Rows of box annotation data:
>> start
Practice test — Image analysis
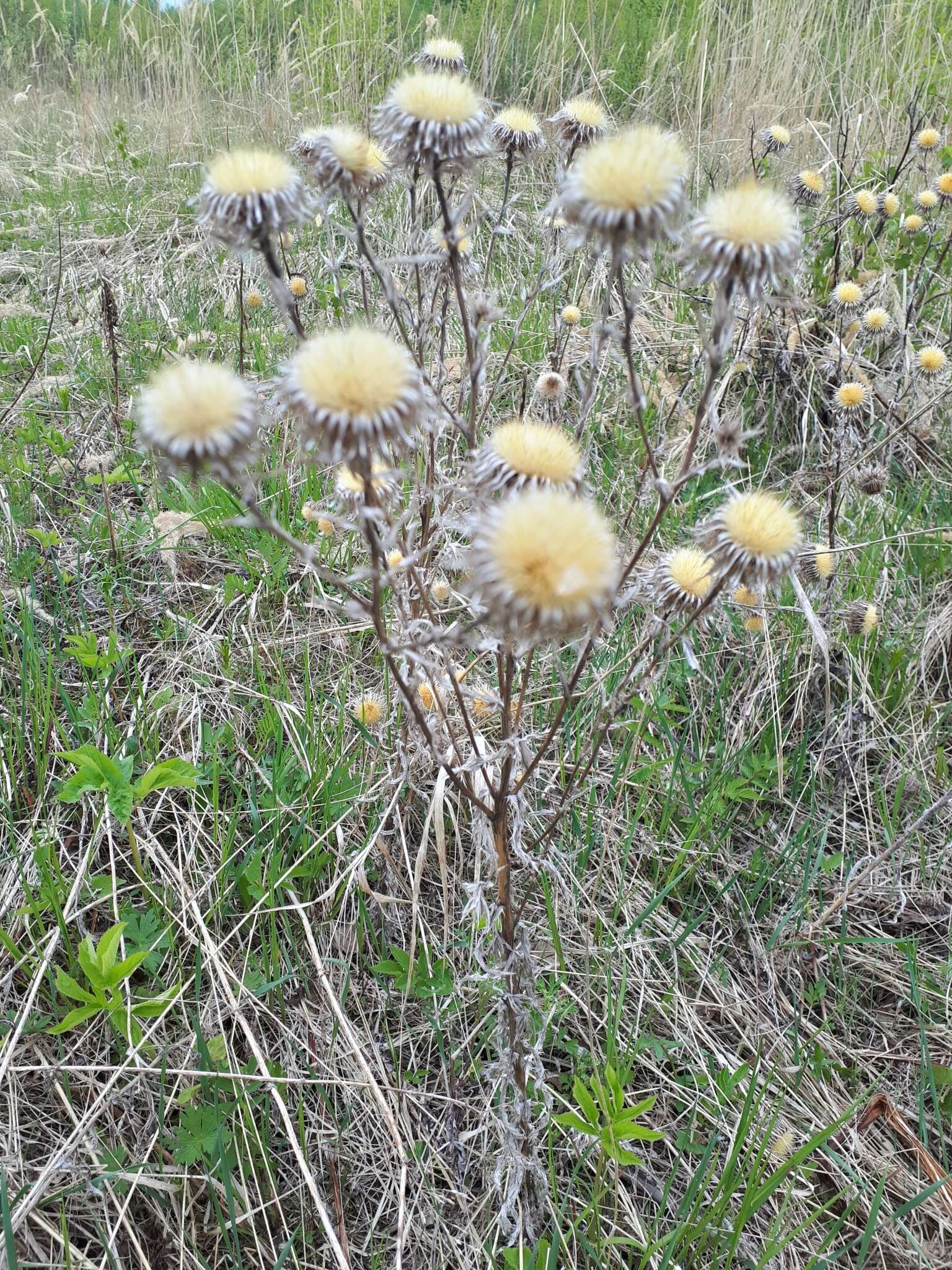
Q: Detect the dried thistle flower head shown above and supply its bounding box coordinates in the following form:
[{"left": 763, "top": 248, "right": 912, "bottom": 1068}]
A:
[
  {"left": 915, "top": 128, "right": 942, "bottom": 154},
  {"left": 280, "top": 326, "right": 424, "bottom": 462},
  {"left": 488, "top": 105, "right": 546, "bottom": 156},
  {"left": 700, "top": 491, "right": 802, "bottom": 590},
  {"left": 414, "top": 35, "right": 466, "bottom": 75},
  {"left": 292, "top": 123, "right": 390, "bottom": 200},
  {"left": 853, "top": 464, "right": 890, "bottom": 498},
  {"left": 847, "top": 189, "right": 879, "bottom": 221},
  {"left": 470, "top": 419, "right": 585, "bottom": 495},
  {"left": 798, "top": 542, "right": 837, "bottom": 582},
  {"left": 757, "top": 123, "right": 790, "bottom": 155},
  {"left": 335, "top": 460, "right": 396, "bottom": 503},
  {"left": 843, "top": 600, "right": 879, "bottom": 635},
  {"left": 550, "top": 97, "right": 608, "bottom": 146},
  {"left": 377, "top": 71, "right": 486, "bottom": 169},
  {"left": 472, "top": 489, "right": 618, "bottom": 636},
  {"left": 136, "top": 362, "right": 258, "bottom": 480},
  {"left": 653, "top": 546, "right": 713, "bottom": 617},
  {"left": 198, "top": 150, "right": 311, "bottom": 246},
  {"left": 558, "top": 125, "right": 688, "bottom": 246},
  {"left": 832, "top": 380, "right": 871, "bottom": 423},
  {"left": 790, "top": 167, "right": 826, "bottom": 207},
  {"left": 915, "top": 344, "right": 947, "bottom": 380},
  {"left": 830, "top": 282, "right": 863, "bottom": 318},
  {"left": 536, "top": 371, "right": 566, "bottom": 401},
  {"left": 690, "top": 180, "right": 800, "bottom": 302},
  {"left": 863, "top": 305, "right": 892, "bottom": 335}
]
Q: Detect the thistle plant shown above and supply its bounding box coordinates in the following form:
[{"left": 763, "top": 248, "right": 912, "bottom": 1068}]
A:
[{"left": 128, "top": 49, "right": 946, "bottom": 1240}]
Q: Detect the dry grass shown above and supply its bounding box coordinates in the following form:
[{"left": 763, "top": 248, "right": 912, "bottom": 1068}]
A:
[{"left": 0, "top": 0, "right": 952, "bottom": 1270}]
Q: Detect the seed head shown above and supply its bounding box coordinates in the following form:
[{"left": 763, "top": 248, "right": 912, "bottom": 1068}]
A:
[
  {"left": 758, "top": 123, "right": 790, "bottom": 155},
  {"left": 472, "top": 489, "right": 618, "bottom": 636},
  {"left": 847, "top": 189, "right": 879, "bottom": 221},
  {"left": 136, "top": 362, "right": 258, "bottom": 480},
  {"left": 280, "top": 326, "right": 424, "bottom": 462},
  {"left": 790, "top": 167, "right": 826, "bottom": 207},
  {"left": 292, "top": 125, "right": 390, "bottom": 197},
  {"left": 377, "top": 71, "right": 486, "bottom": 169},
  {"left": 414, "top": 35, "right": 466, "bottom": 75},
  {"left": 488, "top": 105, "right": 546, "bottom": 156},
  {"left": 915, "top": 128, "right": 942, "bottom": 154},
  {"left": 863, "top": 306, "right": 892, "bottom": 335},
  {"left": 690, "top": 180, "right": 800, "bottom": 303},
  {"left": 558, "top": 125, "right": 688, "bottom": 246},
  {"left": 198, "top": 150, "right": 311, "bottom": 247},
  {"left": 843, "top": 600, "right": 879, "bottom": 635},
  {"left": 699, "top": 491, "right": 802, "bottom": 590},
  {"left": 653, "top": 546, "right": 713, "bottom": 617},
  {"left": 470, "top": 419, "right": 585, "bottom": 495},
  {"left": 550, "top": 97, "right": 608, "bottom": 146},
  {"left": 915, "top": 344, "right": 947, "bottom": 380}
]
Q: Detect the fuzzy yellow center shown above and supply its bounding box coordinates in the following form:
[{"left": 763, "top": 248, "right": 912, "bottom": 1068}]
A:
[
  {"left": 705, "top": 180, "right": 797, "bottom": 246},
  {"left": 919, "top": 344, "right": 946, "bottom": 372},
  {"left": 863, "top": 309, "right": 890, "bottom": 330},
  {"left": 562, "top": 97, "right": 608, "bottom": 128},
  {"left": 391, "top": 71, "right": 480, "bottom": 125},
  {"left": 722, "top": 491, "right": 800, "bottom": 560},
  {"left": 800, "top": 167, "right": 824, "bottom": 194},
  {"left": 814, "top": 548, "right": 837, "bottom": 582},
  {"left": 837, "top": 383, "right": 866, "bottom": 411},
  {"left": 573, "top": 126, "right": 688, "bottom": 212},
  {"left": 144, "top": 362, "right": 247, "bottom": 442},
  {"left": 293, "top": 326, "right": 413, "bottom": 415},
  {"left": 354, "top": 697, "right": 383, "bottom": 728},
  {"left": 488, "top": 491, "right": 614, "bottom": 610},
  {"left": 208, "top": 150, "right": 297, "bottom": 194},
  {"left": 668, "top": 548, "right": 711, "bottom": 600},
  {"left": 490, "top": 419, "right": 581, "bottom": 485},
  {"left": 327, "top": 127, "right": 385, "bottom": 177},
  {"left": 423, "top": 35, "right": 464, "bottom": 62},
  {"left": 496, "top": 105, "right": 539, "bottom": 133},
  {"left": 832, "top": 282, "right": 863, "bottom": 305}
]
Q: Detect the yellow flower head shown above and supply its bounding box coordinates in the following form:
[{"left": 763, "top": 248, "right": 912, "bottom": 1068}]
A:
[
  {"left": 470, "top": 419, "right": 584, "bottom": 494},
  {"left": 281, "top": 326, "right": 423, "bottom": 461},
  {"left": 702, "top": 491, "right": 802, "bottom": 590},
  {"left": 915, "top": 344, "right": 946, "bottom": 378},
  {"left": 561, "top": 125, "right": 688, "bottom": 241},
  {"left": 472, "top": 489, "right": 617, "bottom": 634}
]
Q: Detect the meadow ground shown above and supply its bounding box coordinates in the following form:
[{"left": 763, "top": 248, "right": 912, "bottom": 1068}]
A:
[{"left": 0, "top": 2, "right": 952, "bottom": 1270}]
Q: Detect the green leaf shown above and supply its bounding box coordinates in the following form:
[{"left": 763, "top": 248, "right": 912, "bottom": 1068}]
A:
[
  {"left": 56, "top": 967, "right": 95, "bottom": 1002},
  {"left": 47, "top": 1006, "right": 100, "bottom": 1036},
  {"left": 97, "top": 922, "right": 126, "bottom": 983},
  {"left": 105, "top": 776, "right": 132, "bottom": 824},
  {"left": 134, "top": 758, "right": 198, "bottom": 801}
]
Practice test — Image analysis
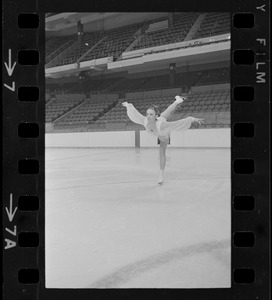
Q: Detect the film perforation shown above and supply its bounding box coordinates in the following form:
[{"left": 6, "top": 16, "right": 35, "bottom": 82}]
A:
>> end
GOAL OF THE EXERCISE:
Update the material from the line containing "Q: Detect the green" through the end, replacing "film perforation" with "sprocket hole" and keeping everything else the same. Leave the pictures out of your answer.

RESULT OF THIS EXERCISE:
Q: Detect the green leaf shown above and supply its bounding box coordinates in the following form:
[{"left": 763, "top": 248, "right": 912, "bottom": 1068}]
A:
[
  {"left": 56, "top": 967, "right": 95, "bottom": 1002},
  {"left": 47, "top": 1006, "right": 100, "bottom": 1036},
  {"left": 97, "top": 922, "right": 126, "bottom": 983},
  {"left": 105, "top": 776, "right": 132, "bottom": 824},
  {"left": 134, "top": 758, "right": 198, "bottom": 801}
]
Practice test — Image analysis
Q: Detect the sprocket hole shown above and supply its bounding box coordinates in the following form:
[{"left": 6, "top": 16, "right": 35, "bottom": 82}]
A:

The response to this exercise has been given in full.